Saved entries
◆ ◆ ◆ ◆ ◆ ◆ ◆

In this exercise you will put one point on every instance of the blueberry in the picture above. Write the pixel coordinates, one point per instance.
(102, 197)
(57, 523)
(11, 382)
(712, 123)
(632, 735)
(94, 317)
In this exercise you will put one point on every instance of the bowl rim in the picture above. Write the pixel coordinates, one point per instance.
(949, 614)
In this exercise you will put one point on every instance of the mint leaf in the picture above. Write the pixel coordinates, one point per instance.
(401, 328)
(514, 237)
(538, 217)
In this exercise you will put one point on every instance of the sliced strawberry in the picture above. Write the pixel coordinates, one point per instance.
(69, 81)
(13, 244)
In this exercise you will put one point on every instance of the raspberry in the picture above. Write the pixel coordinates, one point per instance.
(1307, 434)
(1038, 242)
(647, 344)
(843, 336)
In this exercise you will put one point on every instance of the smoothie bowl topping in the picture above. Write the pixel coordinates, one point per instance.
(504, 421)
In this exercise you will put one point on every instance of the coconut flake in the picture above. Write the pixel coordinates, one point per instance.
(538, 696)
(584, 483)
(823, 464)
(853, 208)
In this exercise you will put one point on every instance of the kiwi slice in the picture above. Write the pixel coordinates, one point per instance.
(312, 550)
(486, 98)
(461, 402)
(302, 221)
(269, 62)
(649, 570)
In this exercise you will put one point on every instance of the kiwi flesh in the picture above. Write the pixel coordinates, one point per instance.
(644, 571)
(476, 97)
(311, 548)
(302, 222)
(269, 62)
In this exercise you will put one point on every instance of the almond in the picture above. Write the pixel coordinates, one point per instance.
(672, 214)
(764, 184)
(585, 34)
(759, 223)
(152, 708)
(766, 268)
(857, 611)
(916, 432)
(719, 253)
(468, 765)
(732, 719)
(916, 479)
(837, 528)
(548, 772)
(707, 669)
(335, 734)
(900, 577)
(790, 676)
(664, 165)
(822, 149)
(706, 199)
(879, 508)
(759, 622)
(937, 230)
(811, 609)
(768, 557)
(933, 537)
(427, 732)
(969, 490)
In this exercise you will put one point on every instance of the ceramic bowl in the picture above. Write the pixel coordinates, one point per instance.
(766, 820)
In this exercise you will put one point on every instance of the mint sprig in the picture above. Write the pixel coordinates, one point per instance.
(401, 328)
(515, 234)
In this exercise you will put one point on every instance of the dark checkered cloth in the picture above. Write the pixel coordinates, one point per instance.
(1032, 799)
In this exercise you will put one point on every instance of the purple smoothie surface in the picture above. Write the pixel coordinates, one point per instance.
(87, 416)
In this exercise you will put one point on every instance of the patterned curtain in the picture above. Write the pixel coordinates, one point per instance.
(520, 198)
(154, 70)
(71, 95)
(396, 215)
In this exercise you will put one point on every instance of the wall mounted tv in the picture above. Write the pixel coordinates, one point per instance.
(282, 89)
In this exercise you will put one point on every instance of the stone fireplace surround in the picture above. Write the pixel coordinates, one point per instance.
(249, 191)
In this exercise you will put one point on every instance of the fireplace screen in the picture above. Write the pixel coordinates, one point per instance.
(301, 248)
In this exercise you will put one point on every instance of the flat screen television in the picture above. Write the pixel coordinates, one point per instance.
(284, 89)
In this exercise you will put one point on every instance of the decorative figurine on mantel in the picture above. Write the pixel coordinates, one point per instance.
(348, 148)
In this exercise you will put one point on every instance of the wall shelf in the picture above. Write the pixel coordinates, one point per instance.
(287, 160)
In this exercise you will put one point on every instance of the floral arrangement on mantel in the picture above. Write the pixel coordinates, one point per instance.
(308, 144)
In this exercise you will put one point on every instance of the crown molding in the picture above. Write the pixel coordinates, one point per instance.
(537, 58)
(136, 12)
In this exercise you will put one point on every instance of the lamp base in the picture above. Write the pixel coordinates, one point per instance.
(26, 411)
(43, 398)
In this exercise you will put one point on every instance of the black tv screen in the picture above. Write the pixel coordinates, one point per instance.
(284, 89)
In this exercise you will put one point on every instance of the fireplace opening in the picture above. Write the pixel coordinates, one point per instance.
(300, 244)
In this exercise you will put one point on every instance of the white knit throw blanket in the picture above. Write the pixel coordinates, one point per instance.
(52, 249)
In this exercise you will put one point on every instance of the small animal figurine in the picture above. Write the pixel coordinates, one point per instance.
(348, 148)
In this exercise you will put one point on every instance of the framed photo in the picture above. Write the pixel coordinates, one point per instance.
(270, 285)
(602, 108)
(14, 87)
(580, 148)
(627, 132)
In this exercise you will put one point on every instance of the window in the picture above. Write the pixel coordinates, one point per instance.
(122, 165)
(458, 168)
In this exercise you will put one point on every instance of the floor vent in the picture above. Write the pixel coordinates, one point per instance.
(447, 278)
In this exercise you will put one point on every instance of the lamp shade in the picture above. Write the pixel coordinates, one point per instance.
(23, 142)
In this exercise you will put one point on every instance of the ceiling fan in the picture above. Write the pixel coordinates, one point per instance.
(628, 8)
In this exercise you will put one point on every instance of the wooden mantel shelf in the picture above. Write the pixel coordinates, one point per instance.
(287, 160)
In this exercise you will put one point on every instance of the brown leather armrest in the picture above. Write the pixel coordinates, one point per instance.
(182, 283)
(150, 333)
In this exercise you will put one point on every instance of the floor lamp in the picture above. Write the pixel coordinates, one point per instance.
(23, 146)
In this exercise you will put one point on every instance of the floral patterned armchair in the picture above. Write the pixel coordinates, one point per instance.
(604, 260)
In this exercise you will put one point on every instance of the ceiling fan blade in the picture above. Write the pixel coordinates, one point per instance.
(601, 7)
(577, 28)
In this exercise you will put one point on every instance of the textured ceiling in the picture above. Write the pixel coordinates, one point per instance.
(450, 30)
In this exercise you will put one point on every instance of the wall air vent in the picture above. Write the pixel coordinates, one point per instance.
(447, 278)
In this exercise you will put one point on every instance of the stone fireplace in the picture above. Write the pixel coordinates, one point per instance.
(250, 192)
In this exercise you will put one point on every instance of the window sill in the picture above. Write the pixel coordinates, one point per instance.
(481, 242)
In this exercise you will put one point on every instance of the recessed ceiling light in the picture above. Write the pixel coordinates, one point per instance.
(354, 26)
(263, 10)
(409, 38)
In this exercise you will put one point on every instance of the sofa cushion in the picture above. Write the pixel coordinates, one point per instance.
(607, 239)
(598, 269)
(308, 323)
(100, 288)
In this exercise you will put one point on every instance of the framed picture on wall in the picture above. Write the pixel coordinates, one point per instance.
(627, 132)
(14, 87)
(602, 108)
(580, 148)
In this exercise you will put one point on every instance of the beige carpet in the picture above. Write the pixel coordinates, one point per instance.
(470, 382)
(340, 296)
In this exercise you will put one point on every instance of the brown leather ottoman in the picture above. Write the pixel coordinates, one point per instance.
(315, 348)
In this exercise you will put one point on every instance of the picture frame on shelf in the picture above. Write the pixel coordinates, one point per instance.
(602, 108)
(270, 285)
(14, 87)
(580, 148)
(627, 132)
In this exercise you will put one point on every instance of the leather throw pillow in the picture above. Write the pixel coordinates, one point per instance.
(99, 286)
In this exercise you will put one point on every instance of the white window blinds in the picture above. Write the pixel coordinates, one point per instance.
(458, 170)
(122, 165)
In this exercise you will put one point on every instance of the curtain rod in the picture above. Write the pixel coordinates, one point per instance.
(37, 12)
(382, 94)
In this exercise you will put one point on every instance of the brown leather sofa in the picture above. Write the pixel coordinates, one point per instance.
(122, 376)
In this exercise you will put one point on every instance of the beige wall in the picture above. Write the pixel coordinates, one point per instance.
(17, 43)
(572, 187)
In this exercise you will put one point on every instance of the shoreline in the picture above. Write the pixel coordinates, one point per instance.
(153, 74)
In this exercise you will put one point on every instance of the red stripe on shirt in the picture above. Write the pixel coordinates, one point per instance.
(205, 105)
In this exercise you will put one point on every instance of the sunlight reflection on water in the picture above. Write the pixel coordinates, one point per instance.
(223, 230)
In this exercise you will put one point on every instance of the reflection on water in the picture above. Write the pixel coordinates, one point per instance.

◆ ◆ ◆ ◆ ◆ ◆ ◆

§ WHAT TO WORK ON
Transcribe exactly, and only, the lines from the one bearing "brown leather sofa" through the last line of the entries, counting both.

§ REPLY TO THE EXERCISE
In this exercise you will put one point on every instance of the brown leather sofa in the picture above. Write the pixel coordinates, one point per instance.
(122, 376)
In this exercise you will put one point on every instance of the beige wall in the picture above. Write the pixel coordinates, one point per instance.
(17, 43)
(572, 187)
In this exercise you will put one point on every instance of the shoreline in the picture above. Write the pixel coordinates, one point per instance.
(153, 74)
In this exercise you will put one point on every instance of the red stripe on shirt in the picture above. Write the pixel coordinates, one point per instance.
(205, 105)
In this exercise you will put one point on every instance of the sunlight reflection on water in the picture above. Write the pixel coordinates, one point per instance.
(223, 230)
In this exercise you will put one point on every instance of the reflection on water in the picture above. Write the pixel coordinates, one point per instance.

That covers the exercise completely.